July 15, 1998

Secretary
Federal Trade Commission
Room H-159
Sixth Street and Pennsylvania Ave NW
Washington, D.C. 20580

Re: Interpretation of Rules and Guides for Electronic Media Comment, FTC File No. P74102

Ladies and Gentlemen:

I am writing regarding the FTC proposal regarding electronic media ("Proposal"). I am a partner with Abrahams Kaslow & Cassman and have practiced law for over 13 years. I focus on the representation of information technology clients in the areas of Internet and electronic commerce, including Electronic Data Interchange, financial EDI, web-hosting agreements, web content agreements, web linking agreements and electronic sales of products and services. For four years, I chaired the Subcommittee on Electronic Commercial Practices of the Committee on the Law of Commerce in Cyberspace of the Section of Business Law of the American Bar Association. I have also been actively involved in the development of proposed Article 2B to the Uniform Commercial Code, which deals with software and informational licensing, which is a joint project by the National Conference of Commissioners on Uniform State Laws (NCCUSL) and the American Law Institute, as well as the draft Electronic Transactions Act, which is a drafting project of NCCUSL. The comments in this letter are personal, and should not be considered as formal comments of any of the foregoing organizations.

☆ ☆ ☆ ☆ ☆ ☆ ☆

**EXERCISE A**
According to the letter, for how many years did its writer chair the Subcommittee on Electronic Commercial Practices?
The letter and the records have nothing to do with each other.

[Shape boundary entries]
☆ ☆ ☆ ☆ ☆ ☆ ☆

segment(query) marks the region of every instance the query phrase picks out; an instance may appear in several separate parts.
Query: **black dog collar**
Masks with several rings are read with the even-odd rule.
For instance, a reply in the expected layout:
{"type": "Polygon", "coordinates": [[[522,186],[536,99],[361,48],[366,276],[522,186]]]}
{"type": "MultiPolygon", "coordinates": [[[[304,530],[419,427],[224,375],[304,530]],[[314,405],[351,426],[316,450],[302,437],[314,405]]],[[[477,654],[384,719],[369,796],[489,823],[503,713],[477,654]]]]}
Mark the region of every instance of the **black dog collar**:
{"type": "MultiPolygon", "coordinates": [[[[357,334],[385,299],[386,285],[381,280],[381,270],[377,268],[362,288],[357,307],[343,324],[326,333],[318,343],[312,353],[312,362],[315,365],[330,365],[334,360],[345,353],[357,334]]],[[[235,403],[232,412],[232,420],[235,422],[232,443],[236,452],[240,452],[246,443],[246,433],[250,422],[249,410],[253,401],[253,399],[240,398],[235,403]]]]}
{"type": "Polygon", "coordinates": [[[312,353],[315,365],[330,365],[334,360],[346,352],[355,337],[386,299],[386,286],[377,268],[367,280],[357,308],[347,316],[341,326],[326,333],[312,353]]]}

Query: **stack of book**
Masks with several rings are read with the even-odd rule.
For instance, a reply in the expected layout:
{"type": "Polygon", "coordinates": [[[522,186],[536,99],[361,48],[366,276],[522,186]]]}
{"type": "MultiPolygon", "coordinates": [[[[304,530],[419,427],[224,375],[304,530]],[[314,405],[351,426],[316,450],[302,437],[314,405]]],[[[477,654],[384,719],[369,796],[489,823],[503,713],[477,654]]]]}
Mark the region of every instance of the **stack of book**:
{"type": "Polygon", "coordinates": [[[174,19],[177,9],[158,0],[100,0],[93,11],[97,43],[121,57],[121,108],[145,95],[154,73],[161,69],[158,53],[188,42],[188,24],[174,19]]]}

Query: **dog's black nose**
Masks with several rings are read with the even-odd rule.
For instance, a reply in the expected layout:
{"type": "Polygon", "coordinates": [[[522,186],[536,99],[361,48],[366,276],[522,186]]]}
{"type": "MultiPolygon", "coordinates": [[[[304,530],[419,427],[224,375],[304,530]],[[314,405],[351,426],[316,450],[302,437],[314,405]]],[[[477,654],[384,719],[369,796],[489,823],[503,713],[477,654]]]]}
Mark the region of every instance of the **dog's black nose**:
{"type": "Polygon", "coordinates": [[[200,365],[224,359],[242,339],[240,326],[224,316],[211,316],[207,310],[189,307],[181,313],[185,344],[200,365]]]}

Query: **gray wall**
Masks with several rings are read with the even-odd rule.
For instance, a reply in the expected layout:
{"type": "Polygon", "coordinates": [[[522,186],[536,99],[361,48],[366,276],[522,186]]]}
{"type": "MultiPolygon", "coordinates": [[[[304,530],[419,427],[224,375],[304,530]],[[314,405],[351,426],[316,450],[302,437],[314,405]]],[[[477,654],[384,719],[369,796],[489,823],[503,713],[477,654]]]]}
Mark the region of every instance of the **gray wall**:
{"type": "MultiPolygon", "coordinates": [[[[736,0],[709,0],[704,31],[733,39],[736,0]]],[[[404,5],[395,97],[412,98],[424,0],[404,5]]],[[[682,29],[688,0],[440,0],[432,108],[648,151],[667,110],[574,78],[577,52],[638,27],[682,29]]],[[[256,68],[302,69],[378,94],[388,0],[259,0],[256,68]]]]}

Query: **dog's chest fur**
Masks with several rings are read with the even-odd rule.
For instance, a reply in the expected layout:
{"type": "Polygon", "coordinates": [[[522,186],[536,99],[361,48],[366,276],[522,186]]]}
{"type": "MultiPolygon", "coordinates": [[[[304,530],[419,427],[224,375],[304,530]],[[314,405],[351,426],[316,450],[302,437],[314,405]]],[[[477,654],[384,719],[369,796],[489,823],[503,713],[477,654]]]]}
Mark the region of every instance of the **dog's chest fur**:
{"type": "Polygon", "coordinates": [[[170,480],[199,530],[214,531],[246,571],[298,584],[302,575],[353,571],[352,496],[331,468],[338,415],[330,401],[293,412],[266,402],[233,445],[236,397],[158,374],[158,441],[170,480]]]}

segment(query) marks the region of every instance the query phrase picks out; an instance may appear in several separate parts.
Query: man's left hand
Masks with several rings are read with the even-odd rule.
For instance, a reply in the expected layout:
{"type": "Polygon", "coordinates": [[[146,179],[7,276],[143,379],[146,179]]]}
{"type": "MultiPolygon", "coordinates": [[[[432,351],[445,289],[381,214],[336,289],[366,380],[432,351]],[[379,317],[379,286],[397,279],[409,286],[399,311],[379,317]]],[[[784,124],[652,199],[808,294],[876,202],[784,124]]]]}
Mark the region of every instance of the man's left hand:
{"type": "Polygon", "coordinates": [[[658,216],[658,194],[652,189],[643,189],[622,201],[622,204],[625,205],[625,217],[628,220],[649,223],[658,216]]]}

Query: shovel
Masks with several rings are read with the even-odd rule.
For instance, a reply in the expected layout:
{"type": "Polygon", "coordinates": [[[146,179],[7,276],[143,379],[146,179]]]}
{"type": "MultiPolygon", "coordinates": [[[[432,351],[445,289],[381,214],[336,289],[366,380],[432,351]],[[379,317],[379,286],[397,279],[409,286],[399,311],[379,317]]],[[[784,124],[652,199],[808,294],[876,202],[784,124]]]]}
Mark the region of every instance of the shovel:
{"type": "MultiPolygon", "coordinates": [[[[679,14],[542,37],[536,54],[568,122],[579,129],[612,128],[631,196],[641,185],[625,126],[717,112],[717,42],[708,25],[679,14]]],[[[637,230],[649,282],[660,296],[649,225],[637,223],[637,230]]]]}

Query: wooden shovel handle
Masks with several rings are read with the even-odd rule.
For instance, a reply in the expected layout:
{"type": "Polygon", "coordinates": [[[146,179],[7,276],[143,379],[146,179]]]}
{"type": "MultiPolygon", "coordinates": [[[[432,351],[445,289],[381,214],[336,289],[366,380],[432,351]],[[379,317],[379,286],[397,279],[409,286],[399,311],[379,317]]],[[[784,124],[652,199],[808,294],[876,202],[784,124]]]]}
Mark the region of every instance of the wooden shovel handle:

☆ ☆ ☆ ☆ ☆ ☆ ☆

**EXERCISE B**
Output everything in the records from the line containing "Query: **gray wall**" down to the line containing "Mark the region of every instance of the **gray", both included, as a Markdown table with columns named Row and Line. Number each row and skip any blank lines.

**EXPECTED OUTPUT A**
Four years.

**EXPECTED OUTPUT B**
| Row | Line |
|---|---|
| 1 | Query: **gray wall** |
| 2 | Masks with several rings are read with the even-odd rule. |
| 3 | For instance, a reply in the expected layout: |
| 4 | {"type": "Polygon", "coordinates": [[[522,186],[536,99],[361,48],[366,276],[522,186]]]} |
| 5 | {"type": "MultiPolygon", "coordinates": [[[[304,530],[419,427],[224,375],[304,530]],[[314,405],[351,426],[316,450],[302,437],[314,405]]],[[[477,654],[384,719],[369,796],[489,823],[503,713],[477,654]]]]} |
| 6 | Mark the region of every instance of the **gray wall**: |